● What you have to do
Return all of the records below verbatim.
====
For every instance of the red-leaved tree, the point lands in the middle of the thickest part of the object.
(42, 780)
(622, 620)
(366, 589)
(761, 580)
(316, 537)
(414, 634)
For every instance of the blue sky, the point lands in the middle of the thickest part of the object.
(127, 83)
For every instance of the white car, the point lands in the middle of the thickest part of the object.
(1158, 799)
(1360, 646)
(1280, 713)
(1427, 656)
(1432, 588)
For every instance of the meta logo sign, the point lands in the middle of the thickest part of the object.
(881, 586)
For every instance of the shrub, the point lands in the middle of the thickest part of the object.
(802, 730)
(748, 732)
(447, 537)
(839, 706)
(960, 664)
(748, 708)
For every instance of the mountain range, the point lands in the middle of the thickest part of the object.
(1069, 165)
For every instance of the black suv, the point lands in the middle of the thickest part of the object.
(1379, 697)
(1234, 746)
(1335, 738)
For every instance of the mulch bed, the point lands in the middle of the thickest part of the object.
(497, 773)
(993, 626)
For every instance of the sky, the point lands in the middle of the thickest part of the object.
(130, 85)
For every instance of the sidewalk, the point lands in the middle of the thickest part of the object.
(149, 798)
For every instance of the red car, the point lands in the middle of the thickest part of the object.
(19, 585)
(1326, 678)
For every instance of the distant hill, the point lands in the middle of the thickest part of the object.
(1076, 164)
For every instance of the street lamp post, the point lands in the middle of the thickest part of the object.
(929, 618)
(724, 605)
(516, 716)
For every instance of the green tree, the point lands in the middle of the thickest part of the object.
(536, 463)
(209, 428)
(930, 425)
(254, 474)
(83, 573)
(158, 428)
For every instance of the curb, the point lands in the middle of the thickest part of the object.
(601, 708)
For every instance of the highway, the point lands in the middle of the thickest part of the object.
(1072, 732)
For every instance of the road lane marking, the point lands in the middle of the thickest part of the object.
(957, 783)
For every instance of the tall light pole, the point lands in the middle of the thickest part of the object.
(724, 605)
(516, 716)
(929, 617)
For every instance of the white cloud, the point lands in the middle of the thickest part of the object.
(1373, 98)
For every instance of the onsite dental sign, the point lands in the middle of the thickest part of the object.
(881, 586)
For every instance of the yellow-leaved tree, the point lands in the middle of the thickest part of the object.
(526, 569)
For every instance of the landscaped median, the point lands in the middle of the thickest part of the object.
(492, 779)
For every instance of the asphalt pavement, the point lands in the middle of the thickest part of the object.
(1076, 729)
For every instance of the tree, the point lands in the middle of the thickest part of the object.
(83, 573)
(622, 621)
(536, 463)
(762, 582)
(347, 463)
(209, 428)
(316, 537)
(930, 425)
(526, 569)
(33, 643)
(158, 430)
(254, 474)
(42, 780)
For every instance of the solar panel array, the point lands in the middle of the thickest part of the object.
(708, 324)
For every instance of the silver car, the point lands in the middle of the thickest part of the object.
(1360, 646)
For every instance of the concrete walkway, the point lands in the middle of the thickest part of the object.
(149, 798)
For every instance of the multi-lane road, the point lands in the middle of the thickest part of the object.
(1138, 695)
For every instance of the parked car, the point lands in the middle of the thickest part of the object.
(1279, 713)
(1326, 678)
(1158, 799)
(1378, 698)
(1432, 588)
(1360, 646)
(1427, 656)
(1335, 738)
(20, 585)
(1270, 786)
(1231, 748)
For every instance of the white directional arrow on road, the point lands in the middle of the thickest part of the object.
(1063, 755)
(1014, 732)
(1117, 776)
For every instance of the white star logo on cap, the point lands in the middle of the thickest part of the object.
====
● Reply
For every instance of the red-leaved tree, the point lands in the middle of the thickest part of the object.
(42, 780)
(622, 620)
(366, 589)
(761, 580)
(316, 537)
(414, 634)
For every instance of the blue sky, the point lands in the middle of the thickest part of the object.
(127, 83)
For every instance of the white car, the point lands in the middle of the thickest part of the object.
(1158, 799)
(1360, 646)
(1280, 713)
(1427, 656)
(1432, 588)
For every instance of the meta logo sign, the point lands in the middle of the thickest part of the object.
(881, 586)
For every instance of the shrub, the point lands in the middle of the thickest part of the object.
(802, 730)
(748, 732)
(447, 537)
(839, 706)
(960, 664)
(748, 708)
For every instance of the mountain range, the point lands in the middle of the thickest part of the object.
(1069, 165)
For every instance of the black suv, the point lands in the middle of the thickest part of the object.
(1379, 697)
(1234, 746)
(1335, 738)
For every instance of the mulch bed, the point lands in the middle of the thickest part of the object.
(497, 773)
(993, 626)
For every instance of the sky, the point lands in the middle of the thickest part of the object.
(130, 85)
For every instance of the sidewalk, the point lands in the middle of the thickest part of the object.
(149, 798)
For every instance of the red car, the point lands in the middle of the thickest part of the object.
(19, 585)
(1326, 678)
For every instance of the distant hill, the point lands in the middle of the thickest part of the object.
(1076, 164)
For every instance of the street lamp post, the point lands in the middle of the thickest part of the object.
(929, 618)
(724, 605)
(516, 716)
For every instance of the green tree, the point lands in the middle of the thickest part of the object.
(536, 463)
(209, 428)
(930, 425)
(254, 474)
(83, 573)
(158, 428)
For every instance of the curb, the point lands in the middle of the thickest part of the object.
(601, 708)
For every instance of the highway, the point lands in the middle of the thickest part of the object.
(1072, 732)
For every instance of the road lane marking, the point lands in the middle of the thickest part of the object.
(957, 783)
For every instance of the tall light pole, the point lands in the middle of the thickest part of the object.
(724, 605)
(516, 716)
(929, 617)
For every instance of the white cloud, the point lands in the middle of the thickest part of the object.
(1373, 98)
For every instance of the onsite dental sign, the point lands in the middle of the thickest part of the object.
(881, 586)
For every instance of the yellow-leaved tree, the point lands in the middle of the thickest part of the object.
(526, 569)
For every instance of the landscaped median, the point lands in the middle of the thickest part of the object.
(492, 779)
For every instance of the asphalt pavement, the point lands in the middle of the thickest part of the object.
(1076, 729)
For every instance of the tree, the point lands in the middle of the thickest part of the object.
(83, 573)
(622, 621)
(536, 463)
(762, 582)
(347, 463)
(209, 428)
(316, 537)
(930, 425)
(526, 569)
(33, 643)
(158, 430)
(254, 474)
(42, 780)
For every instance of the solar panel array, the point lands in the middle of the thickest part of the object.
(708, 324)
For every instance of the silver car, the point lands in the middle of the thickest part of the object.
(1360, 646)
For every instance of the concrete walkway, the point lands in the middle of the thickest part of the object.
(149, 798)
For every instance of the multi-lane road, the point lands in the middle of the thickest part of the object.
(1138, 695)
For every instance of the parked car, the point lands in the middle of the thickest part of the object.
(1279, 713)
(1326, 678)
(1158, 799)
(1378, 698)
(1432, 588)
(1360, 646)
(1427, 656)
(1335, 738)
(20, 585)
(1270, 786)
(1231, 748)
For every instance of the white directional arrow on road, the point lands in the middle of the thickest part of the object.
(1063, 755)
(1014, 732)
(1117, 776)
For every instance of the white star logo on cap, the point lands in the middle of the thickest part of the object.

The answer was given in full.